- Prompt -
Reproduce all of the records below line for line, with no change to any character.

- Records taken from a collection -
○ ○ ○ ○ ○ ○ ○
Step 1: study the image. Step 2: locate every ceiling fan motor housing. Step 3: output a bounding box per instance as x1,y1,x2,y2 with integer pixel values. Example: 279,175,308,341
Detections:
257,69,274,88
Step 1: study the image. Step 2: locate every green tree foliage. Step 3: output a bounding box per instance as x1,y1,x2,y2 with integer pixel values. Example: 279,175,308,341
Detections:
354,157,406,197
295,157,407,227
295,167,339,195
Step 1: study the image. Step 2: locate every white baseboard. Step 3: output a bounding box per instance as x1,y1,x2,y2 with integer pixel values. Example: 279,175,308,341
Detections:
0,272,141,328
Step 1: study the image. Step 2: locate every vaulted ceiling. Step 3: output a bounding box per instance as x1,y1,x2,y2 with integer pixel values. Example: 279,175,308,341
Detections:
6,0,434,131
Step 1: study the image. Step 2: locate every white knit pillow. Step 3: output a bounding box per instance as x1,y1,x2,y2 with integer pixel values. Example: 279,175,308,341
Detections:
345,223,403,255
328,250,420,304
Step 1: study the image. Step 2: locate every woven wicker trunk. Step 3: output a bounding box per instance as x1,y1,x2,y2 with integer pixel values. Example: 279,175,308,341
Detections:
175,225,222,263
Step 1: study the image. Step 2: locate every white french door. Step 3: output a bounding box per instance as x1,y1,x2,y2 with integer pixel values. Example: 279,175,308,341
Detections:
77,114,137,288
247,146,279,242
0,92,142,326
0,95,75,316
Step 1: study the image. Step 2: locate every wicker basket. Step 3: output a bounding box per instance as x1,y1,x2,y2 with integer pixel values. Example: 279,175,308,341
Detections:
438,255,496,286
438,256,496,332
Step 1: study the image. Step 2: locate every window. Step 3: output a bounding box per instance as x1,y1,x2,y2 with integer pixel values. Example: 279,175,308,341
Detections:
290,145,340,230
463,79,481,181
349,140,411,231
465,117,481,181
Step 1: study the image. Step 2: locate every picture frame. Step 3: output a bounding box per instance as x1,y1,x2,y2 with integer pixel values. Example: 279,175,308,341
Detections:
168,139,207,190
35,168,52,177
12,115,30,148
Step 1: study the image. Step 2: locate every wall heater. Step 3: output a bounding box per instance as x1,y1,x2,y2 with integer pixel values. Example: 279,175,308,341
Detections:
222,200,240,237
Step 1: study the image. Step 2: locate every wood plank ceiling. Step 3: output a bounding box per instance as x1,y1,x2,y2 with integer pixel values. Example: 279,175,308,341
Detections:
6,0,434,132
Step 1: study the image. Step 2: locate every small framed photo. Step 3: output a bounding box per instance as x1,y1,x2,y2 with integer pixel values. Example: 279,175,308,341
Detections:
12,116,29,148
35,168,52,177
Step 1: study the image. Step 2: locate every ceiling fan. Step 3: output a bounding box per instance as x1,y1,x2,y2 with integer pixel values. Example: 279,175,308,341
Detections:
○ ○ ○ ○ ○ ○ ○
- Task answer -
Step 1: study the image. Step 2: locate every ceiling fan motor housing. Step 3: output a bounding box per instance as x1,y1,x2,y2 with integer pixel values. Example: 279,175,308,341
Detections:
257,69,274,88
Step 1: study the image. Step 2: locate every green tree foliage. Step 3: output a bounding box per instance as x1,y1,x2,y2 with integer pixel values. Example: 279,175,308,341
Detections:
354,157,406,197
295,157,407,227
295,167,339,195
Step 1: study the image. Step 2: locate every white baseboard. Step 3: output a bounding box per instance as x1,y1,x2,y2 with integer pixel values. Example: 279,175,308,341
Detections:
0,272,141,328
Step 1: study the image. Step 2: locate every vaulted ceiling. Step 3: output a bounding box per instance as x1,y1,x2,y2 with integer pixel values. Example: 279,175,308,341
Detections:
6,0,434,131
Step 1: study the image. Step 2: locate every white knit pillow. Step 3: output a bounding box per instance as x1,y1,x2,y2 with integer pixel values. Example: 279,175,308,341
Detections:
345,223,403,255
328,250,420,304
Step 1: study the image. Step 2: locate every woven wicker trunk. Step 3: output a bounding box per instance as x1,y1,x2,y2 with integer pixel values. Example: 279,175,308,341
Detections:
175,225,222,263
Step 1: study the image. Step 2: locate every white french door. Step 3: output a bounding box per instance as x1,y1,x2,y2 with integer pixel values. Example: 279,175,308,341
Detections:
77,114,137,288
247,146,279,242
0,92,142,326
0,95,75,316
Step 1: study the image. Step 2: locate every wicker basket. Step 3: output a bounding box per instance as x1,y1,x2,y2 with integer pixel values. Example: 279,175,308,341
Detections:
438,255,496,286
438,256,496,332
Step 1: study the image. Step 2: locate every window. Step 3: output a bounding box per instance as x1,y1,x2,y2 with integer pixel values. Example: 279,175,308,341
Detections:
290,145,340,230
463,79,481,181
349,140,411,231
465,117,481,181
Step 1: study the image. Step 2: locate every picture frame. Step 3: output a bounding box per instance as x1,y1,x2,y2 with integer pixel values. Example: 279,175,308,341
Detections:
168,139,207,190
35,168,52,177
12,115,30,148
Step 1: study the image. Step 2: locate every wall heater. Step 3: output a bounding box per instance as x1,y1,x2,y2 with integer pixel values. Example: 279,175,308,341
Detections:
222,200,240,237
Step 1: study the image. Step 2: locate every wood plank ceiling. Step 3: output a bounding box per instance as x1,y1,x2,y2 with integer pixel values. Example: 279,175,308,341
Detections:
6,0,434,132
Step 1: study the image. Step 2: locate every small framed photo. Step 3: output a bounding box per instance as x1,y1,x2,y2 with integer pixel values. Example: 279,175,308,341
Detections:
12,116,29,148
35,168,52,177
Step 1: study the image. Step 2: locate every ceiling fan. Step 3: output a bounding box per instance as x1,y1,x2,y2 with integer pixel values. Example: 279,175,308,341
Detections:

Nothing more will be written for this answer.